**YOUR TASK**: Set out the part of the records that opens with the line containing "Does any white building" and closes with the line containing "[275,0,363,135]" as a JSON list of strings, one string per line, leaving out blank lines.

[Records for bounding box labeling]
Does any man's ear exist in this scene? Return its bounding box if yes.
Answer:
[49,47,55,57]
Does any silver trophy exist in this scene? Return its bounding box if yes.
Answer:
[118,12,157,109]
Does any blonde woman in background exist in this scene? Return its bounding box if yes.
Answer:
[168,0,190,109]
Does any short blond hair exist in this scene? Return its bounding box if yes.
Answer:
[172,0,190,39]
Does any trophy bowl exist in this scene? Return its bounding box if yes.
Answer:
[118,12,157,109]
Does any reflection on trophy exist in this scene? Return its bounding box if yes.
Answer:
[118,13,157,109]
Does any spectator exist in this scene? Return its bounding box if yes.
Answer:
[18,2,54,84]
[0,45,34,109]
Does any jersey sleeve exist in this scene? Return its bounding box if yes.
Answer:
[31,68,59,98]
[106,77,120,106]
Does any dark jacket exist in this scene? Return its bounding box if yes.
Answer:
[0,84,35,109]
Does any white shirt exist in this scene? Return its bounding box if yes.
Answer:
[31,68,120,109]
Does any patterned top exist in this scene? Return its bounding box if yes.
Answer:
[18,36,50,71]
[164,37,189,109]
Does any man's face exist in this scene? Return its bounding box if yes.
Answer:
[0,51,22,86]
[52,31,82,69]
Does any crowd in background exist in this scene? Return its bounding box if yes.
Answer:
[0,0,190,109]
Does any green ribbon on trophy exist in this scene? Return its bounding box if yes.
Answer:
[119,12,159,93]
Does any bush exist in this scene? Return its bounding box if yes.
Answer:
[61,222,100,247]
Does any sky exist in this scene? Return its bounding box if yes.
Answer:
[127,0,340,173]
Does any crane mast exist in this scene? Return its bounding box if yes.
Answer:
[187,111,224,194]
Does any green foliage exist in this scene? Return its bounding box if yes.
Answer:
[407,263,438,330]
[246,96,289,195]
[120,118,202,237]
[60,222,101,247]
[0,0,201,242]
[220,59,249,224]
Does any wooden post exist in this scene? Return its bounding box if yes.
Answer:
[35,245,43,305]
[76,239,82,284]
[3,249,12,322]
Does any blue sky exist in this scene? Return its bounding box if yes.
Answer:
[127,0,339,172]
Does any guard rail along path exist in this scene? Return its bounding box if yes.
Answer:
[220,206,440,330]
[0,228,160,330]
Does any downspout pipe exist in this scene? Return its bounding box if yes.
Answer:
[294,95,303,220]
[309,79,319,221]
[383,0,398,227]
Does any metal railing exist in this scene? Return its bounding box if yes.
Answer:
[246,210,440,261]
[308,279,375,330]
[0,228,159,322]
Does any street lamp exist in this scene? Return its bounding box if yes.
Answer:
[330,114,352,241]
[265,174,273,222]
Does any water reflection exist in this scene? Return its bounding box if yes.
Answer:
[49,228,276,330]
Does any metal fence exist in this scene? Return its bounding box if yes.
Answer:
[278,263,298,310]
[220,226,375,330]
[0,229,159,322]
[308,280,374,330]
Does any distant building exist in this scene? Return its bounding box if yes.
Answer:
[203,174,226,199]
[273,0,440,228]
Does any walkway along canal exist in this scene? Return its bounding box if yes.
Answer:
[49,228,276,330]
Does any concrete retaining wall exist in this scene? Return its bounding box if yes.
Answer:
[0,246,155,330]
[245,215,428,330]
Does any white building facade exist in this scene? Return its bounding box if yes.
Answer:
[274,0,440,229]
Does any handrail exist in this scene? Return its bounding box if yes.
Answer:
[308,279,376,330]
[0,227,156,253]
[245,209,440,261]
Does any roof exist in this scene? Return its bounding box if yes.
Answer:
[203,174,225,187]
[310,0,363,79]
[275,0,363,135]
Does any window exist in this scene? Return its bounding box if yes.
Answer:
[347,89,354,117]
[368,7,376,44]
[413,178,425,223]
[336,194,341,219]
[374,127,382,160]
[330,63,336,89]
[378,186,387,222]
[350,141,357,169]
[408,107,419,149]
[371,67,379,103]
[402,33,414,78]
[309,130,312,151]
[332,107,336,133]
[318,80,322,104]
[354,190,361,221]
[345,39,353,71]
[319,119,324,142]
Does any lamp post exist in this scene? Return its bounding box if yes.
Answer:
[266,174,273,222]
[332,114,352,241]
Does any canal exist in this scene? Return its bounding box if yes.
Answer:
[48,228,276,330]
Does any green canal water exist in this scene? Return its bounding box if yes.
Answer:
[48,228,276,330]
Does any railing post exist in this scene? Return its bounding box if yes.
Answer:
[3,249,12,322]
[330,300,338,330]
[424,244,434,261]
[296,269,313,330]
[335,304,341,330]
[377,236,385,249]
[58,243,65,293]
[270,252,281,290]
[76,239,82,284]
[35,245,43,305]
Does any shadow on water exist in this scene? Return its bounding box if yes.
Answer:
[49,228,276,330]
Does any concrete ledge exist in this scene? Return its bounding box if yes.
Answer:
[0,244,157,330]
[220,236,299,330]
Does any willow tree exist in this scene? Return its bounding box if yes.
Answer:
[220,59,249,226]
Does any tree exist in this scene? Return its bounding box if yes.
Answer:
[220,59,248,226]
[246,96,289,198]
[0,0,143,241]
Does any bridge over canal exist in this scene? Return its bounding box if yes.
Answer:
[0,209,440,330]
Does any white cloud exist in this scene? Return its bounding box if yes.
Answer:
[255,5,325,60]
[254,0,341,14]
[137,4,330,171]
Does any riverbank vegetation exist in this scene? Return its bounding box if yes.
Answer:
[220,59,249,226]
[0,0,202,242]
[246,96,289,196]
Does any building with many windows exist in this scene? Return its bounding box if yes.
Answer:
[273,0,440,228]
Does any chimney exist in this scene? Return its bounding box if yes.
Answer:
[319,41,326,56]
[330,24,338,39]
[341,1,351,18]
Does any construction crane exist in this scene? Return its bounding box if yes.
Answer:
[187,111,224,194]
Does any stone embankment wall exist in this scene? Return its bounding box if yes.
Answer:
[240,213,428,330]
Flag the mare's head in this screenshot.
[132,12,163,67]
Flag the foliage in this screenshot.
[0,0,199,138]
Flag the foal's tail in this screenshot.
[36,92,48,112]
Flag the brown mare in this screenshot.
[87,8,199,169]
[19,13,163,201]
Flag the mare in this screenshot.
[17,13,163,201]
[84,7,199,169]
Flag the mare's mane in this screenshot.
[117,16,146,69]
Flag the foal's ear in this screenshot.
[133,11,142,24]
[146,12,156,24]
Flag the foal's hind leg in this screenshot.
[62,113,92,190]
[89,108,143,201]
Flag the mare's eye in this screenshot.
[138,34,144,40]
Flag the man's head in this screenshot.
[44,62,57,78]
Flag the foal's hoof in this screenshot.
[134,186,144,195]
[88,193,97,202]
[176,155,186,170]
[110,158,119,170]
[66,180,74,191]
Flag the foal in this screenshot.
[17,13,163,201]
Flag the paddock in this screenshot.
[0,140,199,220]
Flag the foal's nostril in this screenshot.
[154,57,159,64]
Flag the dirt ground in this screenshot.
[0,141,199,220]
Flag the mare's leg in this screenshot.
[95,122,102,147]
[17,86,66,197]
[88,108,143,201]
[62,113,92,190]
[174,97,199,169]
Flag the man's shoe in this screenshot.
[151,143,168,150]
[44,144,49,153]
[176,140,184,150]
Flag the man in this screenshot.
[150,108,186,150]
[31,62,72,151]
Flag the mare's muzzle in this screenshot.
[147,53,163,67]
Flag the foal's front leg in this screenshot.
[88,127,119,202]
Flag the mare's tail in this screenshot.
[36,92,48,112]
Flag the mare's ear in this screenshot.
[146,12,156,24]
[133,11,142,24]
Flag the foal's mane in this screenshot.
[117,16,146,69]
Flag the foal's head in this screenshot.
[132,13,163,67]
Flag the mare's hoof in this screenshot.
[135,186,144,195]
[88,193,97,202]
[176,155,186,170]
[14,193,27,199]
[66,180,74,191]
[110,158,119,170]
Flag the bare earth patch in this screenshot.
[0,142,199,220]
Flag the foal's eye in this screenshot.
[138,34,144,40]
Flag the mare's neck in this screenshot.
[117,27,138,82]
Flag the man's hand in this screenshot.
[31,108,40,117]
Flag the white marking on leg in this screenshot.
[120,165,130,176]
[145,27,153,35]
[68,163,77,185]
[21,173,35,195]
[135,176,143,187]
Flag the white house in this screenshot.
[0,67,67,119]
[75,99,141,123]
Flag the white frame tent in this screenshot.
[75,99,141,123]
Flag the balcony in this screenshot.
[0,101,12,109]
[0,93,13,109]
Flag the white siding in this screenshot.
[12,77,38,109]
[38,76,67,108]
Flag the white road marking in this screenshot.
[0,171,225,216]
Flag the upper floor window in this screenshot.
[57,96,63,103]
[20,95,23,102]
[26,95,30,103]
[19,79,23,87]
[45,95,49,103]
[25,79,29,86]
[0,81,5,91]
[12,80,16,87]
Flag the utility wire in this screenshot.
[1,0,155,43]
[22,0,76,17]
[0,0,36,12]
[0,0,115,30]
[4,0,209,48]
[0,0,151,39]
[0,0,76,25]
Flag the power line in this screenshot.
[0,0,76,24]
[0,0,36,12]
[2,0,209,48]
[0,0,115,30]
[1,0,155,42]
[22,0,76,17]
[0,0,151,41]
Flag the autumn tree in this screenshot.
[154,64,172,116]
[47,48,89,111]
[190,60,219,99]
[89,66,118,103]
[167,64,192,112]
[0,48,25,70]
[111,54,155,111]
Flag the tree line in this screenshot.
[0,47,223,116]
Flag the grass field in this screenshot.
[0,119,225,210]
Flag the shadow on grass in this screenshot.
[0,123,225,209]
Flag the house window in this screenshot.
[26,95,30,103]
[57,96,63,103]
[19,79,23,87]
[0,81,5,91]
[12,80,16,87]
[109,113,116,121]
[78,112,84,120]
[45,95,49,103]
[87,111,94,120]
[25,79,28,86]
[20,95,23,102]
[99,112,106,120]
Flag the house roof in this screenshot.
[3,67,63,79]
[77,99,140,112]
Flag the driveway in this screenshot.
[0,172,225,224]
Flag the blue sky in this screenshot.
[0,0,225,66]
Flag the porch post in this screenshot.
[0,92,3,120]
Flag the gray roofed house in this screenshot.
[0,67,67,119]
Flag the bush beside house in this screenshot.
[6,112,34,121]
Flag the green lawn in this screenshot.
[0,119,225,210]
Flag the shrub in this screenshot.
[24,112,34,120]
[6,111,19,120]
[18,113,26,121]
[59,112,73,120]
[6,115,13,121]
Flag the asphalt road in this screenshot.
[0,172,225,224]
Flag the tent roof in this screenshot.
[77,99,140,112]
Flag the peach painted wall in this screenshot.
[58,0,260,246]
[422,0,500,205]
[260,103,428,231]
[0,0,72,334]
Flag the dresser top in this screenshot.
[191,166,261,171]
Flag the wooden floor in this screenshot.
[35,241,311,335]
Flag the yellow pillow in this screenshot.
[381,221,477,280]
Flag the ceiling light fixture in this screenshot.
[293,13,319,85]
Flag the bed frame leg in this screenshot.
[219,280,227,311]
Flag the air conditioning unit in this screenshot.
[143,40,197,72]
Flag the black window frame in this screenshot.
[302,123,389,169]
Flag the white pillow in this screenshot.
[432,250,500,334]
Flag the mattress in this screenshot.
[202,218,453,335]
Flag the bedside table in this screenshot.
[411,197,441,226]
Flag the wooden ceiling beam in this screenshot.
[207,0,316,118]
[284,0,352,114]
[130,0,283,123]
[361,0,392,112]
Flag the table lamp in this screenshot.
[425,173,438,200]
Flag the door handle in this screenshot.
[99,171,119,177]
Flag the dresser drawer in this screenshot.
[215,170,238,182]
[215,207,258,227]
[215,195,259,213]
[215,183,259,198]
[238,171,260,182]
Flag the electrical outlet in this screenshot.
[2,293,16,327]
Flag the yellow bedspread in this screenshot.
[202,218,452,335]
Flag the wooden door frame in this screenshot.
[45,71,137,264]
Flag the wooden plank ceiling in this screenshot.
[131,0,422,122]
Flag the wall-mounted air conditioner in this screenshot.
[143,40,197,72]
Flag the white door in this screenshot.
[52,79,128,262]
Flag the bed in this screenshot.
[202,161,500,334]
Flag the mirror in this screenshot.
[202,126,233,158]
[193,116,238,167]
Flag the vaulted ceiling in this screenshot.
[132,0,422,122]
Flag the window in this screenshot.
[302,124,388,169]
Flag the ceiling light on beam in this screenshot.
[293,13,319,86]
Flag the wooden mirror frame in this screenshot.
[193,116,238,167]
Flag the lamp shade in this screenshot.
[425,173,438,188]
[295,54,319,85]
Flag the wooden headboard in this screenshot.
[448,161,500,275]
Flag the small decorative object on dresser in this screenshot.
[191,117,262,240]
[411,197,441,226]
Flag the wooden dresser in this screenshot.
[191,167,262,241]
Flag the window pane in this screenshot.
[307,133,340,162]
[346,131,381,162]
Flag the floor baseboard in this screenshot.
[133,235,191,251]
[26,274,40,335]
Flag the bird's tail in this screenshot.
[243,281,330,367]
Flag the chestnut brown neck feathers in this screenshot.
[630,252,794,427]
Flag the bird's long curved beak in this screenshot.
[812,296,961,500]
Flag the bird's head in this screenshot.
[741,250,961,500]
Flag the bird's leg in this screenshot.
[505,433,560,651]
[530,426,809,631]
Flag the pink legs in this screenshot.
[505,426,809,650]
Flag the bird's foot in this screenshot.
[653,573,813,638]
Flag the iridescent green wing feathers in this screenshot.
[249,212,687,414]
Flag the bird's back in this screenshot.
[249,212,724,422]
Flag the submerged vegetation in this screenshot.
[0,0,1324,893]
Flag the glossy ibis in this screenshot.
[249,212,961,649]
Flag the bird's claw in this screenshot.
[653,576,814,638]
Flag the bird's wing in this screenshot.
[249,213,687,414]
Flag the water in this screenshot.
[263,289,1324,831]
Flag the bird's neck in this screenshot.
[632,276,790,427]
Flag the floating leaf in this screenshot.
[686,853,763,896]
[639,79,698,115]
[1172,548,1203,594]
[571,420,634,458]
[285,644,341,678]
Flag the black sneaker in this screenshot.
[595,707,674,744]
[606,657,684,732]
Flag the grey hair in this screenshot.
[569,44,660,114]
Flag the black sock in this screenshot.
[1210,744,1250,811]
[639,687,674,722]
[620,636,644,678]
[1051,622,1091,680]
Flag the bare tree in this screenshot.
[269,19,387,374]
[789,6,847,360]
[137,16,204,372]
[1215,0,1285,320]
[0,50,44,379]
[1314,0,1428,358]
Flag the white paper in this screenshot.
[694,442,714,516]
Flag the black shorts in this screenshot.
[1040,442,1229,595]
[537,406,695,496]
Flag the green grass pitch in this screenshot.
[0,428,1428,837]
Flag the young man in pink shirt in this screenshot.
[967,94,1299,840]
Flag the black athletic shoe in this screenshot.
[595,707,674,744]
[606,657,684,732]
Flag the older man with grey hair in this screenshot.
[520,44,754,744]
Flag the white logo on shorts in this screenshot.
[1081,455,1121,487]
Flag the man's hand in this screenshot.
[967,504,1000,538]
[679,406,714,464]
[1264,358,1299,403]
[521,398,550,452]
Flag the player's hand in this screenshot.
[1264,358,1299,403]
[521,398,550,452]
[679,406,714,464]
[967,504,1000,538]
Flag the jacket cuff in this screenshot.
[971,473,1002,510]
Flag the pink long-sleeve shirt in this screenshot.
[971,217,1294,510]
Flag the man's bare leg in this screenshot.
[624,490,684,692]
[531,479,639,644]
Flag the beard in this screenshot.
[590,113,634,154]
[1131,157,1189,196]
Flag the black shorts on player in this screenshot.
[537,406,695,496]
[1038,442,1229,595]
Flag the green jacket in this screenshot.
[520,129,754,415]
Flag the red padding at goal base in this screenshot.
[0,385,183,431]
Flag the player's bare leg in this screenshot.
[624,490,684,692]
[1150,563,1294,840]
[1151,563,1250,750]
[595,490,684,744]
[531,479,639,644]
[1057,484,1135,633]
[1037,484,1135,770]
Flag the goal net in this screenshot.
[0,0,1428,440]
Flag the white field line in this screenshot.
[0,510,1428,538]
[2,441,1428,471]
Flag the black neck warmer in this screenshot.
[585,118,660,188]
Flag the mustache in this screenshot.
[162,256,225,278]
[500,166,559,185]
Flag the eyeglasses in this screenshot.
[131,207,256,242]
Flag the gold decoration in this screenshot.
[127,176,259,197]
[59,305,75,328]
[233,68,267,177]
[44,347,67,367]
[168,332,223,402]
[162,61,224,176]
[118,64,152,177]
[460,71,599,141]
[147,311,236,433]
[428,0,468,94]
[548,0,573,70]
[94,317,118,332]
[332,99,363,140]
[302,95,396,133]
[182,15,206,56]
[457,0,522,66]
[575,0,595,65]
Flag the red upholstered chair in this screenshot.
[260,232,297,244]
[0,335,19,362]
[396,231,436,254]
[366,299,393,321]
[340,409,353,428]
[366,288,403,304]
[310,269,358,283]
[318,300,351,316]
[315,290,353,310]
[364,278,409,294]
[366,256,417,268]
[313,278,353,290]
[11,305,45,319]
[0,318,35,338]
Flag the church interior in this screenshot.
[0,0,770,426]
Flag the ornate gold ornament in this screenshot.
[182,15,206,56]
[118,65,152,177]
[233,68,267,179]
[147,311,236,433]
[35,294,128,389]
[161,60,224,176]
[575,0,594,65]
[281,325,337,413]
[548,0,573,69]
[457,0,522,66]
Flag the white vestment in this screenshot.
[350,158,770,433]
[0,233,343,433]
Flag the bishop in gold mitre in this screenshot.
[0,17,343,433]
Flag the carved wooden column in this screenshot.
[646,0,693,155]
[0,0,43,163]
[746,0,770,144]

**PROBLEM SOLUTION**:
[
  "Does any white building facade exist in this scene? Return its bounding box if yes.",
  "Answer:",
  "[274,0,440,229]",
  "Does any handrail exist in this scene? Return its bounding box if yes.",
  "Answer:",
  "[308,279,376,330]",
  "[0,227,156,253]",
  "[245,209,440,261]",
  "Does any roof exist in this scene? Return its bounding box if yes.",
  "Answer:",
  "[203,174,225,187]",
  "[310,0,363,79]",
  "[275,0,363,135]"
]